▶ **Given text**:
((

Costs of final estimation

While rather counter-intuitive, advanced optimization techniques are able to find the parameters of the optimum even if very few shots are used per each measurement. In other words, one can find the target even if almost blind, with one reservation – the resulting value of the cost function is very imprecise. In many cases this issue is not addressed at all and the final value is calculated by classical means18,19,22. This, however, is a simplification – classical recalculation of the energies becomes infeasible in instances where the quantum computer is really useful. Thus, if one wants to have a complete solution, it turns out that at the end of the calculation one needs to test the resulting state for the precise value of the cost function, investing a large number of shots – as we will show in the result section, this can be comparable to the whole optimization procedure budget. This further complicates the optimization – not only the number of repetitions of the procedure needs to be optimized, but also the distribution of the shots between the optimization procedure itself and the final estimation of the cost function value.

\(H_{2}\) molecule with SPSA optimizer

We will apply the suggested method onto a specific example of Variational Quantum Eigensolver seeking the ground energy of an \(H_{2}\) molecule. First, one needs to transform the physical Hamiltonian of the system in question expressed in creation and annihilation operators into a Hamiltonian suitable for quantum computers expressed in Pauli operators, called qubit Hamiltonian. Here we considered a qubit Hamiltonian of \(H_{2}\) molecule with 2-qubits with the distance between the atoms set as 0.725 Å of the form

$$\begin{aligned} H = c_{0} (I \otimes I) + c_{1} (Z\otimes I) + c_{1} (I \otimes Z) + c_{2} (Z \otimes Z) + c_{3} (X \otimes X), \end{aligned}$$
(2)

where XZ are the usual notations of the Pauli matrices and the coefficients \(c_{0}\), \(c_{1}\), \(c_{2}\), \(c_{3}\) are specified as − 1.05016, 0.40421, 0.01135, and 0.18038 respectively23. Even for such a simple physical system and form of the Hamiltonian a significant cost is required to get the desired results from conventional use of the VQE algorithm. We will show by using SPSA method how our optimization can help to achieve better results.

Results

In the most general terms, we suggest a meta optimization procedure with following inputs:

  • An optimization technique parameterized solely by the number of shots used per the whole run;

  • Final result estimation method parameterized by its costs measured in the number of shots;

  • Shot budget, i.e. the total number of shots available;

  • Desired accuracy, i.e. how far away from the exact value of the cost function in optimum the result is considered as successful.

))

▶ **Data**:
((

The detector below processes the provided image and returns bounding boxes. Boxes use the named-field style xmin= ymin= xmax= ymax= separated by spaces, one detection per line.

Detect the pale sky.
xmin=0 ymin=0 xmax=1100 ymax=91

))

▶ **Problem to work on**:
Copy the passage of the shot-cost text from "where XZ are" to "achieve better results.", word for word.

▶ **Answer in full**:
where XZ are the usual notations of the Pauli matrices and the coefficients \(c_{0}\), \(c_{1}\), \(c_{2}\), \(c_{3}\) are specified as − 1.05016, 0.40421, 0.01135, and 0.18038 respectively23. Even for such a simple physical system and form of the Hamiltonian a significant cost is required to get the desired results from conventional use of the VQE algorithm. We will show by using SPSA method how our optimization can help to achieve better results.